**課題一覧:**
a. 読解文の一部を、"本流に戻る前に、この流域ではもう一箇所。"を含む箇所から始め、"林と感じられない林相でした。"の後で止めて、一字一句違えずに複写してください。
b. 読解文によると、葛籠川に沿って広がる保護林の面積はどれだけですか。

看板の個所では地かきしてマツの発芽を促し、その後下刈、間引き、シカ柵の設置などが行われていました。
約20年生、高いものは樹高10m程度。大道マツの再生、たのしみです。
尾根を登り返して帰途へ。
アカシデ。
コハウチワカエデ、エンコウカエデ。
イロハモミジ。
ウラジロノキ。
クロモジ。
ハゼノキ、ウツギ。
コバノミツバツツジ。
ネジキ。
ドウダンツツジ。
コバノガマズミ。
約1.5時間で帰着。
本流に戻る前に、この流域ではもう一箇所。
ここは「日本最古の複層林」として知られる個所。
歩道を10分ほど下った先がそのエリア。
樹種はスギ。まずは木の大きさと通直さに圧倒されました。
看板があったこのスギは、胸高直径160cm、樹高47m(!)
複層林とは、樹下に植栽して、上層と下層に二段の樹冠の層を持つように仕立てた林を指します。
ここでは当初、土佐藩の藩有林(御留山)として管理されていたのだそうです。文化8(1811)年にスギ(とヒノキ)が植栽され、その後昭和初期(1933〜34年)に下層への再植栽が行われたことが記録されています。つまり上層は214年生、下層は91年生。
こちらが前回伐採時の切株。当時ですでに120年生だったので、十分に大径です。
モミや広葉樹も多くみられました。さきほどの梶ヶ谷山、古屋山で見られた構成種が次第に増えていて、俄かには人工林と感じられない林相でした。
上層・下層がヒノキになっている個所は、見られず。おそらく斜面上部だったのでしょう。
一ノ又渓谷(四万十町大正)
四万十本流に戻り、河口から80kmほどの大正地区へ。そこから南西に流れる支流・葛籠(つづら)川に沿って10kmほど。面積52ヘクタールの保護林が広がっています。
保護林までは人工林内の急登。周囲の景色も人工林一色。

(ポイントラベリング用セットのエントリ)
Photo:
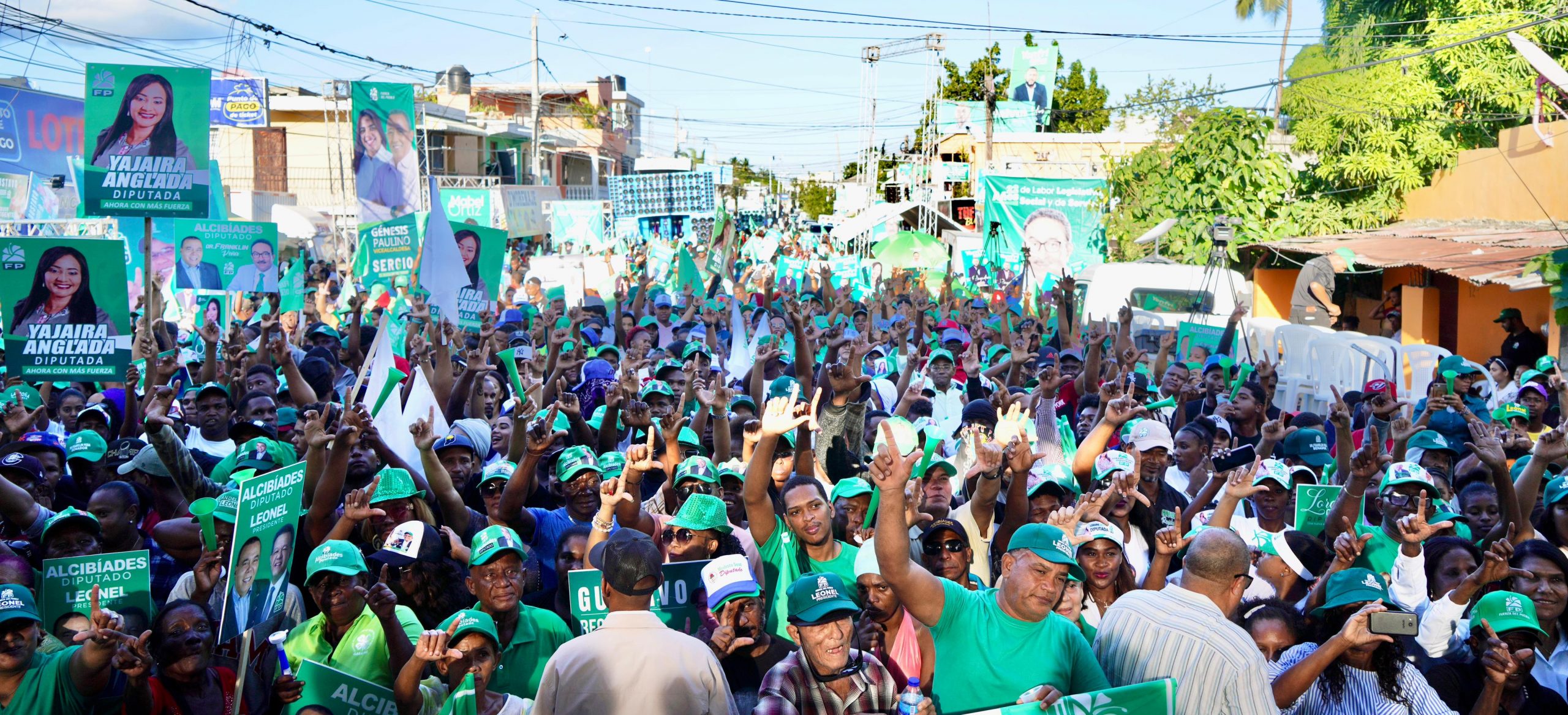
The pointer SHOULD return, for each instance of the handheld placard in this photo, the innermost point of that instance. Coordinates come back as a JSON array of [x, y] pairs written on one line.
[[394, 380], [203, 510]]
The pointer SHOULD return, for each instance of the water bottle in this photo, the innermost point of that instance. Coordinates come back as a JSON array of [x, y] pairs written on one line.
[[911, 698]]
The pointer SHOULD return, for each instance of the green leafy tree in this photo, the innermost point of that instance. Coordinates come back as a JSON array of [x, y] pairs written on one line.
[[1222, 168]]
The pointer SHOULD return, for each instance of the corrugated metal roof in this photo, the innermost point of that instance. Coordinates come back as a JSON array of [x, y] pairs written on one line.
[[1480, 253]]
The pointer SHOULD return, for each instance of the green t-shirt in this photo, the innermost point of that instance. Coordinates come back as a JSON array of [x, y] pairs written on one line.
[[48, 687], [540, 632], [989, 659], [1379, 556], [782, 556], [363, 651]]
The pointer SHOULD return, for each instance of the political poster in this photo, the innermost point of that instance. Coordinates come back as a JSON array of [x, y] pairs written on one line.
[[386, 151], [390, 250], [679, 603], [264, 539], [148, 154], [124, 587], [237, 256], [239, 102], [1053, 223], [337, 694], [65, 309]]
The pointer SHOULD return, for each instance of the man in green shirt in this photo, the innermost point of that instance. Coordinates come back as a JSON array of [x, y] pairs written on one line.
[[995, 646], [499, 573], [59, 683], [361, 629], [802, 540]]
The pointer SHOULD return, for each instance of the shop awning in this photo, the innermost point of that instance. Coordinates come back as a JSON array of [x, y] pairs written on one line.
[[1480, 253]]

**課題別解答:**
a.
本流に戻る前に、この流域ではもう一箇所。
ここは「日本最古の複層林」として知られる個所。
歩道を10分ほど下った先がそのエリア。
樹種はスギ。まずは木の大きさと通直さに圧倒されました。
看板があったこのスギは、胸高直径160cm、樹高47m(!)
複層林とは、樹下に植栽して、上層と下層に二段の樹冠の層を持つように仕立てた林を指します。
ここでは当初、土佐藩の藩有林(御留山)として管理されていたのだそうです。文化8(1811)年にスギ(とヒノキ)が植栽され、その後昭和初期(1933〜34年)に下層への再植栽が行われたことが記録されています。つまり上層は214年生、下層は91年生。
こちらが前回伐採時の切株。当時ですでに120年生だったので、十分に大径です。
モミや広葉樹も多くみられました。さきほどの梶ヶ谷山、古屋山で見られた構成種が次第に増えていて、俄かには人工林と感じられない林相でした。

b. 52ヘクタール